## 設問一覧
[1] 放熱ゴムシートに関する文章のうち、「一般的な製造方法には、押出成形、射出成形、カレンダー成形などがあります。」から始まり「- 熱伝導性: 高い熱伝導率を持つ材料が使用され、熱を迅速に拡散します。」に至るまでの部分を、一字も変えずに書き写してください。
[2] 放熱ゴムシートに関する文章をもとに、次の問いに答えてください。
(a) 一般的な製造方法として挙げられているものは何ですか。
(b) 基本特性はいくつにまとめられていますか。
(c) 最近の研究で開発された新しいタイプの放熱ゴムシートは、どれだけの熱伝導率を持っていますか。

## 表示テキスト
>>>

これにより、シートの寿命が延び、性能が安定します。
放熱ゴムシートの製造プロセス
配合設計が完了した後、シートは成形プロセスを経て製造されます。
一般的な製造方法には、押出成形、射出成形、カレンダー成形などがあります。
これらのプロセスは、シートの厚さや形状に応じて選択されます。
文章ですとわかりづらいので下記の図にて説明いたします。
※本記事はゴム業界の皆様向けに執筆しておりますので、「放熱ゴムシート」特有の
工程に関して特化して図式化いたしました。
この図を確認していただくと
ざっくりとですが「放熱ゴムシート」の製造プロセスが理解できるのではないかと思います。
放熱ゴムシートの基本特性
放熱ゴムシートの基本特性をまとめると下記の4つにまとめる事ができます。
- 熱伝導性: 高い熱伝導率を持つ材料が使用され、熱を迅速に拡散します。
- 柔軟性: ゴムの特性により、さまざまな形状に適応できる柔軟性があります。
- 耐久性: 耐熱性や耐候性に優れ、長期間の使用に耐えます。
- 絶縁性: 電気絶縁性を持ち、電子機器に安全に使用できます。
それぞれ詳細を解説していきます。
熱伝導性
放熱ゴムシートは、電子機器の熱管理において重要な役割を果たす材料です。
発熱体と冷却部(ヒートシンク)との間に挟むことで、熱を効率的に伝導し、
機器の性能と信頼性を向上させます。
放熱ゴムシートの熱伝導性は、
主にシリコーン系樹脂に高熱伝導性フィラーを添加することで実現されています。
例えば、アルミナや窒化ホウ素などのフィラーを使用することで、熱伝導率を10 W/mK以上に引き上げることが可能です。
最近の研究では、金属並みの11 W/mKという高い熱伝導率を持つ新しいタイプの放熱ゴムシートも開発されています。

<<<

## 掲載項目
>>>

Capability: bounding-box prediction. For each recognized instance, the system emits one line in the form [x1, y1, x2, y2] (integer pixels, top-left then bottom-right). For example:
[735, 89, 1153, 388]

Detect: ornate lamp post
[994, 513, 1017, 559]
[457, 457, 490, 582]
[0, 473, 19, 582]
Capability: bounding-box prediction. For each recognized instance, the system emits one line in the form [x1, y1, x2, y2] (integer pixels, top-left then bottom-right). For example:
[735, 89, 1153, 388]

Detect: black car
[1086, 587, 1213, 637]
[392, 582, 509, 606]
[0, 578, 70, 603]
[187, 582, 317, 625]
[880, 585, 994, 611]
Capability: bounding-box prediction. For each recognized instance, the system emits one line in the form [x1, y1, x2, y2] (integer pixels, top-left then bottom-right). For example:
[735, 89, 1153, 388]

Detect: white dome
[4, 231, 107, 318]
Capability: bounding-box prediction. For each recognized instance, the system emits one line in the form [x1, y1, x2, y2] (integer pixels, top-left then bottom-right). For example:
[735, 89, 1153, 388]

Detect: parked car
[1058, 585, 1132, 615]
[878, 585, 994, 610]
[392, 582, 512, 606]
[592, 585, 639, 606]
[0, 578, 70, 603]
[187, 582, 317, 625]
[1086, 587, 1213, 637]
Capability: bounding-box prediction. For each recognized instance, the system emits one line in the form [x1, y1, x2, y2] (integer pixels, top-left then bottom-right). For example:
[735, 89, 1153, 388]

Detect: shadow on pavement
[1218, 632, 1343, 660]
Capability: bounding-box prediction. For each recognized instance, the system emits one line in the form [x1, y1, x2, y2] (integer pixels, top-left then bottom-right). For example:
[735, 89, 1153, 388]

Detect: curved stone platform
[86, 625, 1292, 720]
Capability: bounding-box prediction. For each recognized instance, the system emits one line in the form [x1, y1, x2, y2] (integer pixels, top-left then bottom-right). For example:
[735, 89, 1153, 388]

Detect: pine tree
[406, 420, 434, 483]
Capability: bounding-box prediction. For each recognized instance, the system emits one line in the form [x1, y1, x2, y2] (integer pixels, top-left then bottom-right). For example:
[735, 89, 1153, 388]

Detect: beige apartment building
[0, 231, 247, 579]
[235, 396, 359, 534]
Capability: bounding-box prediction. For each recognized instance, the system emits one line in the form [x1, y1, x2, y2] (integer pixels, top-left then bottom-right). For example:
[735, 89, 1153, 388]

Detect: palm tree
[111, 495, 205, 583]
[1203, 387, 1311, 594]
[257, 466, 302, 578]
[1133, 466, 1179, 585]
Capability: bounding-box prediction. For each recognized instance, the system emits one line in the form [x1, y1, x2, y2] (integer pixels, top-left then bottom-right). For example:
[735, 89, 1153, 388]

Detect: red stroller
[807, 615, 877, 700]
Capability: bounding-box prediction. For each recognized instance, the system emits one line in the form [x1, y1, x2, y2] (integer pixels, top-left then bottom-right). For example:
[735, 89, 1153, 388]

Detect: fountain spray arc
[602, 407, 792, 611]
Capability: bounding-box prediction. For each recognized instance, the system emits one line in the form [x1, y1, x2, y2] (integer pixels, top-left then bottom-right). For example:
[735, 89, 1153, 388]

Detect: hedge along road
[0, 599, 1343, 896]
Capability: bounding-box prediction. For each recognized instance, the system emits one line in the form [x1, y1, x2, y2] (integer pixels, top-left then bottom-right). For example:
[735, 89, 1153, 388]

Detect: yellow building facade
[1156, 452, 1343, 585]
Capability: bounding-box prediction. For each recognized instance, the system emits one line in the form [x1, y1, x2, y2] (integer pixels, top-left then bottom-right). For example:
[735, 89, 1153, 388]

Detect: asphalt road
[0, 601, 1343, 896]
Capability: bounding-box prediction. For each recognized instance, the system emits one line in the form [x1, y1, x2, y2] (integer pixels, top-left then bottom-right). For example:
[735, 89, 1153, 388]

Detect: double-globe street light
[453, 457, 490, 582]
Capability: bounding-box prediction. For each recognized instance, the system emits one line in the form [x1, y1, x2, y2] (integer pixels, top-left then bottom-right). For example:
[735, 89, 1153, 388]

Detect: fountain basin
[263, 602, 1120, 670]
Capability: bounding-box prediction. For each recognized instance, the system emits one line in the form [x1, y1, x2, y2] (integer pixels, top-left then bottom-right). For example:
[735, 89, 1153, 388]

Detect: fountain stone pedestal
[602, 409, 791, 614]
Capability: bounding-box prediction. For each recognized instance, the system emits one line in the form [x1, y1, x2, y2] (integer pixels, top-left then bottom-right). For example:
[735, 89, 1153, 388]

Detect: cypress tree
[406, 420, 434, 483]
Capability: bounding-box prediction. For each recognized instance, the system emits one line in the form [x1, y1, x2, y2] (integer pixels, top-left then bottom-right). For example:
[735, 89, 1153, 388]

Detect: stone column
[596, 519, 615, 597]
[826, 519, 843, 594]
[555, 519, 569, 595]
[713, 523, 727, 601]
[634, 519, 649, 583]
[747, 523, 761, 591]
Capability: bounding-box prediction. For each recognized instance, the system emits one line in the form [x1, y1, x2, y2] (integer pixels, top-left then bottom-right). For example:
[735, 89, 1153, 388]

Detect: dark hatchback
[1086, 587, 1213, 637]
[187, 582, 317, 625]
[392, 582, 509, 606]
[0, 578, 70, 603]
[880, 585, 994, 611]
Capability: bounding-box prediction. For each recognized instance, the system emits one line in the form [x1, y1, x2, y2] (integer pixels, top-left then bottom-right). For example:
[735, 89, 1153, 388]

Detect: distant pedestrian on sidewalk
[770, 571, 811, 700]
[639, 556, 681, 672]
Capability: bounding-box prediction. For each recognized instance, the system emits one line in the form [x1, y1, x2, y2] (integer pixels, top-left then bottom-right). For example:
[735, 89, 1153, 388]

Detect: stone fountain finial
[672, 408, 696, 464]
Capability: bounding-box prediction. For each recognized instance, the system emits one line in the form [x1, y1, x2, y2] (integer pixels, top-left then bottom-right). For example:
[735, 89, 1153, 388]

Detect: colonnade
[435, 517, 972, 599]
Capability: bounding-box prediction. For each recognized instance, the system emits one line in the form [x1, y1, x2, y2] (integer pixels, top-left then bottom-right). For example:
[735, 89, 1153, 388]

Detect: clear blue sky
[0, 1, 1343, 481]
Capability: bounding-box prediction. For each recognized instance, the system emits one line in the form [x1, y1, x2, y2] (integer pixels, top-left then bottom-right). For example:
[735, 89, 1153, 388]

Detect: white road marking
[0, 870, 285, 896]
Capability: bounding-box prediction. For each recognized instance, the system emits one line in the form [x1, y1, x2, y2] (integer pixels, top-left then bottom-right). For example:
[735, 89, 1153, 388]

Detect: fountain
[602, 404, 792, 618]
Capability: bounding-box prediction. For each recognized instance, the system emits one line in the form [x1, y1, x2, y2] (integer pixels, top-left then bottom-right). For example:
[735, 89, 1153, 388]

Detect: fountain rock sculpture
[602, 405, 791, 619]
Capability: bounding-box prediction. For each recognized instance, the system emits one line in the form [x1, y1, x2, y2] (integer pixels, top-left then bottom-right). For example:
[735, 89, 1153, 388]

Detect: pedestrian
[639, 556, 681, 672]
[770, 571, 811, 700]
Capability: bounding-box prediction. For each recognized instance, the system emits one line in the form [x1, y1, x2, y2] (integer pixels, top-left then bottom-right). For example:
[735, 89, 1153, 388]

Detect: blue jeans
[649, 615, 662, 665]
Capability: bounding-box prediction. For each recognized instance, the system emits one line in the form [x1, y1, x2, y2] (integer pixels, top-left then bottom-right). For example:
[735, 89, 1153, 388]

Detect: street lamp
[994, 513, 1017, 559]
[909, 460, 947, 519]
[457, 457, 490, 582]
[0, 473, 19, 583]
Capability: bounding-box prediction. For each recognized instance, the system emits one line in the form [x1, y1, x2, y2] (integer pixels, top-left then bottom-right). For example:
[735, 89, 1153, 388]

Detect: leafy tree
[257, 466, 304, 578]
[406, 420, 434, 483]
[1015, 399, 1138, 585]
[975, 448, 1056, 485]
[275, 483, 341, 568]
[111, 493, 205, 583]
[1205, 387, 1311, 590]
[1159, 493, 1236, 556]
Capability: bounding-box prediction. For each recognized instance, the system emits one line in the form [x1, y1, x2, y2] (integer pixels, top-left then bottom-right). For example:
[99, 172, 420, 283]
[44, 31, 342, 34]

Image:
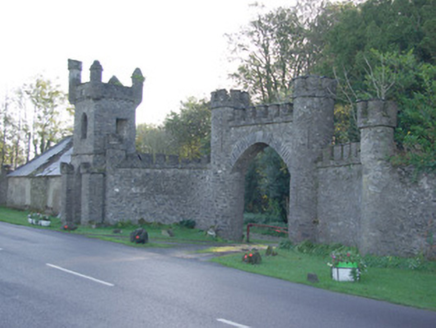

<<<

## 記述解答
[1]
一般的な製造方法には、押出成形、射出成形、カレンダー成形などがあります。
これらのプロセスは、シートの厚さや形状に応じて選択されます。
文章ですとわかりづらいので下記の図にて説明いたします。
※本記事はゴム業界の皆様向けに執筆しておりますので、「放熱ゴムシート」特有の
工程に関して特化して図式化いたしました。
この図を確認していただくと
ざっくりとですが「放熱ゴムシート」の製造プロセスが理解できるのではないかと思います。
放熱ゴムシートの基本特性
放熱ゴムシートの基本特性をまとめると下記の4つにまとめる事ができます。
- 熱伝導性: 高い熱伝導率を持つ材料が使用され、熱を迅速に拡散します。

[2]
(a) 押出成形、射出成形、カレンダー成形などです。
(b) 4つです。
(c) 11 W/mKです。